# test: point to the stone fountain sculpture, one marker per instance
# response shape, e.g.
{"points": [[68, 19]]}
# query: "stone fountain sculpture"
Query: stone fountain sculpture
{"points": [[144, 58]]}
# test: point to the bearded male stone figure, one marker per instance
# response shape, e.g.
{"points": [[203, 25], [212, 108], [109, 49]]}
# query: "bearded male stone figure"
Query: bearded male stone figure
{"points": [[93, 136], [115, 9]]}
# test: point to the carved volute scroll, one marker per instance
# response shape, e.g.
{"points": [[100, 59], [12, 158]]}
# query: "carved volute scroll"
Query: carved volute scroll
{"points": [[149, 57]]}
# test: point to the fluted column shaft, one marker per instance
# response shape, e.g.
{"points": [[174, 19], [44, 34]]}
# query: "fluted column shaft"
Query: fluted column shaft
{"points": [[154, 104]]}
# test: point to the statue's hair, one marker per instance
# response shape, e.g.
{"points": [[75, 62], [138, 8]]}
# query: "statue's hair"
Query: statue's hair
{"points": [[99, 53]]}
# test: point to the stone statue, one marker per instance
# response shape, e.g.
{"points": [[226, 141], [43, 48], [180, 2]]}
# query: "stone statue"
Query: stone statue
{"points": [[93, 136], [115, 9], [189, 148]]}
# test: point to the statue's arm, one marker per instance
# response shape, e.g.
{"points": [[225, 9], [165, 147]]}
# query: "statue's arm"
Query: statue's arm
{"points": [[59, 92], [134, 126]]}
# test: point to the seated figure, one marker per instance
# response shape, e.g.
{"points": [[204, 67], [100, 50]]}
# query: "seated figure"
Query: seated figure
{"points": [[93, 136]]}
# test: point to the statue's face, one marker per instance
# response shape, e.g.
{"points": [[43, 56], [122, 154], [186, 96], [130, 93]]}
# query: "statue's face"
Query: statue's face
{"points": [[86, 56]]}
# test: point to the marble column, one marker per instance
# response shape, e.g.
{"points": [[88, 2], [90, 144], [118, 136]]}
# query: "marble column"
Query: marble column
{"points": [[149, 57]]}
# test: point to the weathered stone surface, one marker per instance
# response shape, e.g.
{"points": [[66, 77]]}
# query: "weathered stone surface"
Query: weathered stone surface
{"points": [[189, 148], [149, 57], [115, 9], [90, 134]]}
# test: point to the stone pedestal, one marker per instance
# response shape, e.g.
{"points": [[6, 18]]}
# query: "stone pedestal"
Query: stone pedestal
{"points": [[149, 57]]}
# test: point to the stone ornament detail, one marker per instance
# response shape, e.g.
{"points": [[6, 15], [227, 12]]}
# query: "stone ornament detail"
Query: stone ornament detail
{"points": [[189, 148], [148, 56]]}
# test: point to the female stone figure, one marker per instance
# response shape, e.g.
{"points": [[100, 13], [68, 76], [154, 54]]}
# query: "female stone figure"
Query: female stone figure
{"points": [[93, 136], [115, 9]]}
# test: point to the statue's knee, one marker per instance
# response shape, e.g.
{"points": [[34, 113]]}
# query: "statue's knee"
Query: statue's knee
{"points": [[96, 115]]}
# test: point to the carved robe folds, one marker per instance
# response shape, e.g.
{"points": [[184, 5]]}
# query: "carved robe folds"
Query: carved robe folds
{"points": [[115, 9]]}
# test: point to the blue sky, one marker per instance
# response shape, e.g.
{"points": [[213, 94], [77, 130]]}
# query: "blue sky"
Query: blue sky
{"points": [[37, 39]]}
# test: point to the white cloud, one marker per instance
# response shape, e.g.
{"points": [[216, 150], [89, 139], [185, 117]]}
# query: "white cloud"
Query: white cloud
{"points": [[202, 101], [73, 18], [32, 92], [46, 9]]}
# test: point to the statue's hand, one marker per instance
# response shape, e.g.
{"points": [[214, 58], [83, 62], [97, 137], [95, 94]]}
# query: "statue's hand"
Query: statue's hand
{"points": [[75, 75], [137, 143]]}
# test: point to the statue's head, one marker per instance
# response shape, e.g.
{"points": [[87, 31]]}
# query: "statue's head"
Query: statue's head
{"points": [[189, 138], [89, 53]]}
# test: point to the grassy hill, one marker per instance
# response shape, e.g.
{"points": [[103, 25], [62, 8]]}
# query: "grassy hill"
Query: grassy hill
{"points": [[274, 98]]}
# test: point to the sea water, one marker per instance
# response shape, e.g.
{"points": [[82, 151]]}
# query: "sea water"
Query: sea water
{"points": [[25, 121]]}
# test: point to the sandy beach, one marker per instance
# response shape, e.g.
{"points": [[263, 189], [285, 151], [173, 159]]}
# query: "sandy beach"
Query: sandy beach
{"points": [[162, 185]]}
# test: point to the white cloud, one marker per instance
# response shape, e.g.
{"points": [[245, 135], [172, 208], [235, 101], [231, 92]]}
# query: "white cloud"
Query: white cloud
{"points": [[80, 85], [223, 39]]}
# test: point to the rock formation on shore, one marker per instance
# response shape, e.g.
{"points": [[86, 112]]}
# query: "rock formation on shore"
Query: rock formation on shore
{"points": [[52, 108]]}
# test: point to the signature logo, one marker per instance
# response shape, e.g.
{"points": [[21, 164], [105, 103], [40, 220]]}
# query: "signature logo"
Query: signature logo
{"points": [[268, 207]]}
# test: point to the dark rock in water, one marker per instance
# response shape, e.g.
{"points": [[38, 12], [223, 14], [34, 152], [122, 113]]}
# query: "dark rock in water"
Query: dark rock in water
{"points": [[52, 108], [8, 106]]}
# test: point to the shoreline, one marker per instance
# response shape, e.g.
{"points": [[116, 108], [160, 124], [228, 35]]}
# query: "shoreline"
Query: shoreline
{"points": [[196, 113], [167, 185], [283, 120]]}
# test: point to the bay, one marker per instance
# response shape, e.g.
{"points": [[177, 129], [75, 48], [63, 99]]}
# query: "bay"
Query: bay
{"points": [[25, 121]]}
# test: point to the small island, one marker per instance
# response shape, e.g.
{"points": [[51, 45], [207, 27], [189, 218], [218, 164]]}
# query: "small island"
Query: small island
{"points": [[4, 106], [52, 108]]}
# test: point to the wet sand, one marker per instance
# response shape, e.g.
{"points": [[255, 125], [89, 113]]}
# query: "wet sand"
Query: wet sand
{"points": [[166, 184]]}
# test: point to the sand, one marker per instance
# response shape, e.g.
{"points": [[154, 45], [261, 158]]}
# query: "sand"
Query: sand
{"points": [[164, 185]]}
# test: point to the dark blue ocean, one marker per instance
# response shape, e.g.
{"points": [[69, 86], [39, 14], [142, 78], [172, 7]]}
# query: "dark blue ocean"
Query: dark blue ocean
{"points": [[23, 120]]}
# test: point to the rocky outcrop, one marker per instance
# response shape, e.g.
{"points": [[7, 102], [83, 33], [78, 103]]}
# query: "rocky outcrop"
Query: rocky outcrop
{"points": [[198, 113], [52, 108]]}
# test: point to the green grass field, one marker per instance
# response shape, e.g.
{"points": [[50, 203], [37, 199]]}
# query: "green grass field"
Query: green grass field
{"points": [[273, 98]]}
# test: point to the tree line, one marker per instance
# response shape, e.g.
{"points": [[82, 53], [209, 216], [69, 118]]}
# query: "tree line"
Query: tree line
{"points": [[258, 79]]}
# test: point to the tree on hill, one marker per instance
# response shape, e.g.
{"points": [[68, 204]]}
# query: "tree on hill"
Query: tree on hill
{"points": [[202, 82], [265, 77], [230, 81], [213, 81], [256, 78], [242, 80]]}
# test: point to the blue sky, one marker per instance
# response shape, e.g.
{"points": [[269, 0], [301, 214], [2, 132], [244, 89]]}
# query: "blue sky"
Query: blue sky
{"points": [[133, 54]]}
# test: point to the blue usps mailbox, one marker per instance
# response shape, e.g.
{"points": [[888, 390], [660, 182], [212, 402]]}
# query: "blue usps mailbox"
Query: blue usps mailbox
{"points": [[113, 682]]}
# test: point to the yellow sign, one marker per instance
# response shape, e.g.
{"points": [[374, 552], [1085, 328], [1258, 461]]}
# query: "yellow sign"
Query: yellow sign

----

**Exercise**
From the line holding "# test: point to the tree on" down to the final line above, quote every line exactly and only those lines.

**Result for this task**
# test: point to the tree on hill, one marker per instance
# response shape, e.g.
{"points": [[68, 204]]}
# query: "tree on hill"
Query: tree on hill
{"points": [[202, 82], [265, 77], [230, 81], [213, 81], [256, 78], [242, 80]]}
# test: point to the blue sky, one marker per instance
# response shape, e.g.
{"points": [[269, 0], [301, 214], [2, 132], [244, 89]]}
# query: "blue sky"
Query: blue sky
{"points": [[133, 54]]}
# test: point to the blue usps mailbox, one marker per instance
# response shape, e.g.
{"points": [[888, 390], [660, 182], [212, 402]]}
# query: "blue usps mailbox"
Query: blue usps mailbox
{"points": [[113, 682]]}
# test: point to the yellow sign, one marker per instance
# response shape, e.g.
{"points": [[374, 552], [1085, 328], [1258, 461]]}
# query: "yellow sign"
Query: yellow sign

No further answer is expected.